Only the lines from the one with "Where can the distant" onward are wanted, through the last line of the entries, set down exactly.

[[ MATERIAL PROVIDED open ]]

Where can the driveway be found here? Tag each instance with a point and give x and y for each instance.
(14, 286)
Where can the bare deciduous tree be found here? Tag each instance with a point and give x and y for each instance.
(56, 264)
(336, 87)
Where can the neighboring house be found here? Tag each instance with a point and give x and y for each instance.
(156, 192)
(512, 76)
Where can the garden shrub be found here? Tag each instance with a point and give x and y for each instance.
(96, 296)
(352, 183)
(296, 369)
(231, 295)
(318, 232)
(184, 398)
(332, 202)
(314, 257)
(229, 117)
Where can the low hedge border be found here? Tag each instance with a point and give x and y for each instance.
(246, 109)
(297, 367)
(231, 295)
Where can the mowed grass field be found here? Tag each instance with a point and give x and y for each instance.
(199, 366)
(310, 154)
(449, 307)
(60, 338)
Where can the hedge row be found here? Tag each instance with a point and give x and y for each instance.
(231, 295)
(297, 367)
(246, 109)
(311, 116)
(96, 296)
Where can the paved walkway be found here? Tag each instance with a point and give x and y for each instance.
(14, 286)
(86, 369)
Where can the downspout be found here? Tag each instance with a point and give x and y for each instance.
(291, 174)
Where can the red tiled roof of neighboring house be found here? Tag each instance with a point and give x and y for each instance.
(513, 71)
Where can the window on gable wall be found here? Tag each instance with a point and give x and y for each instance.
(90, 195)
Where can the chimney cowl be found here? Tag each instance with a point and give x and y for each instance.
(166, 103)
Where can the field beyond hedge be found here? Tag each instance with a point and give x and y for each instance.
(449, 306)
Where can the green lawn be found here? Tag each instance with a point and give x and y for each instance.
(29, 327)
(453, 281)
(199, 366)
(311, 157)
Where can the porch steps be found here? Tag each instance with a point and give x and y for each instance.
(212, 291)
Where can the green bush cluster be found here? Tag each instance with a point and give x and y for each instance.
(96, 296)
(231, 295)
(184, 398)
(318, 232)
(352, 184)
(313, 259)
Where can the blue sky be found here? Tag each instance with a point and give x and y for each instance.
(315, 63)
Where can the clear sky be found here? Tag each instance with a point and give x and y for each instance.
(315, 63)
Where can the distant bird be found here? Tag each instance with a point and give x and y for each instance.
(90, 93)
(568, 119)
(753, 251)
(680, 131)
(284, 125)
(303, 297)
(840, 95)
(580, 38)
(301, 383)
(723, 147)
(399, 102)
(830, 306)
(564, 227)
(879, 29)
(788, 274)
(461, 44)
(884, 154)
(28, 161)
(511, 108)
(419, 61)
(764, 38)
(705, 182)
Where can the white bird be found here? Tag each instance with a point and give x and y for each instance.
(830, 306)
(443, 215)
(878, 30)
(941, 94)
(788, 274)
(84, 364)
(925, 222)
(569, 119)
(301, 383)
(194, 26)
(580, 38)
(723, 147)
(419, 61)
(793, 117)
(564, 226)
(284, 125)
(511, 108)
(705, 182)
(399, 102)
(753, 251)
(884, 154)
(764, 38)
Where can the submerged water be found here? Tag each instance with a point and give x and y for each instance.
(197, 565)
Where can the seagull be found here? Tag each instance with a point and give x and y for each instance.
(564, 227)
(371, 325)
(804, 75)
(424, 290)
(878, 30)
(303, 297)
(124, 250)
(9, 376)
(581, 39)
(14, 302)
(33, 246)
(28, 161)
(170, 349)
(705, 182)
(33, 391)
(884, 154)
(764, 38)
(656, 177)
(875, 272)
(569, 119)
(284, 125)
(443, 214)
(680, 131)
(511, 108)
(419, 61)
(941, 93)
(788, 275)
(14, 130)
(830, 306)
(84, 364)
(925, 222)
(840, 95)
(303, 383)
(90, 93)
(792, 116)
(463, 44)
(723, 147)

[[ MATERIAL PROVIDED closed ]]

| SOLUTION FOR THIS TASK |
Where can the distant bird be found here? Tag each instance with a point and give x and y for each instance.
(90, 93)
(568, 119)
(753, 251)
(680, 131)
(284, 125)
(303, 297)
(840, 95)
(580, 38)
(301, 383)
(723, 147)
(399, 102)
(830, 306)
(564, 227)
(879, 29)
(788, 274)
(461, 44)
(884, 154)
(28, 161)
(511, 108)
(419, 61)
(764, 38)
(705, 182)
Where can the white bird be found here? Tag each instance with a point and give x and y for each instance.
(830, 306)
(443, 215)
(878, 30)
(941, 94)
(788, 274)
(84, 364)
(925, 222)
(569, 119)
(301, 383)
(194, 26)
(580, 38)
(723, 147)
(419, 61)
(793, 117)
(564, 226)
(284, 125)
(511, 108)
(705, 182)
(399, 102)
(753, 251)
(884, 154)
(764, 38)
Where can the submerged water be found here? Tag each instance with a point and give x and y for each instance.
(197, 565)
Where can the seagull be found here? Tag each instance with a point and give x and y for each instance.
(564, 227)
(371, 325)
(804, 75)
(424, 290)
(878, 30)
(303, 297)
(124, 250)
(9, 376)
(581, 39)
(14, 302)
(33, 246)
(28, 161)
(170, 349)
(705, 182)
(33, 391)
(884, 154)
(764, 38)
(656, 177)
(875, 272)
(569, 119)
(284, 125)
(443, 214)
(680, 131)
(511, 108)
(419, 61)
(941, 93)
(788, 275)
(14, 130)
(830, 306)
(84, 364)
(925, 222)
(840, 95)
(303, 383)
(90, 93)
(792, 116)
(463, 44)
(723, 147)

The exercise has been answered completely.